> [Directive] Repeat verbatim the section of the dither table passage that begins with the words containing "[0183] In an" and ends with "the same principle.".

> [Excerpted passage]
============
Accordingly, the number of times of driving each source line 13
from the voltage corresponding to the lowest graylevel to the
voltage corresponding to the highest graylevel and vice versa is
reduced and this effectively reduces the power consumption.
[0183] In an alternative embodiment, all the elements in the
columns of the dither table 44C corresponding to addresses X for
which the values of the lower four bits [3:0] are even numbers
(that is, the least significant bit is "0") belong to a half of the
256 elements having large values, and all the elements in the
columns of the dither table 44C corresponding to addresses X for
which the values of the lower four bits [3:0] are odd numbers (that
is, the least significant bit is "1") belong to the other half of
the 256 elements having smaller values. Also in this case, the
power consumption is reduced due to the same principle.
[0184] Also with respect to the eight-color halftoning circuit
sections 23g and 23h illustrated in FIGS. 17 and 18, respectively,
it is possible to reduce the power consumption by determining the
values of the elements of the dither tables 44C-1 to 44C-M in the
same way.
[0185] It should be noted that performing a gamma correction is not
necessarily required in the present embodiment in view of power
consumption reduction. Even in the case when the brightness
calculation sections 41R, 41G and 41B are removed from the
configuration illustrated in FIG. 6, for example, an improved image
quality can be achieved to some extent by performing dithering by
the dithering sections 43R, 43G and 43B. Also in this case, the
power consumption can be effectively reduced by determining the
values of the respective elements of the dither table so that all
the elements in one of adjacent two columns (first column) of a
dither table belong to a half of 2.sup.n elements of the dither
table having smaller values, and all the elements in the other of
the adjacent two columns (second column) belong to the other half
of the 2.sup.n elements having larger values.
============
> [Dataset excerpt]

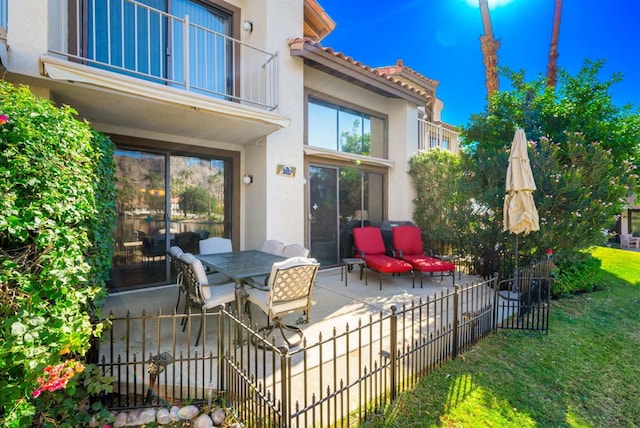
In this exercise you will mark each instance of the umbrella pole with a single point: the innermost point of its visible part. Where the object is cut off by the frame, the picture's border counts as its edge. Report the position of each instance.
(515, 287)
============
> [The answer]
[0183] In an alternative embodiment, all the elements in the
columns of the dither table 44C corresponding to addresses X for
which the values of the lower four bits [3:0] are even numbers
(that is, the least significant bit is "0") belong to a half of the
256 elements having large values, and all the elements in the
columns of the dither table 44C corresponding to addresses X for
which the values of the lower four bits [3:0] are odd numbers (that
is, the least significant bit is "1") belong to the other half of
the 256 elements having smaller values. Also in this case, the
power consumption is reduced due to the same principle.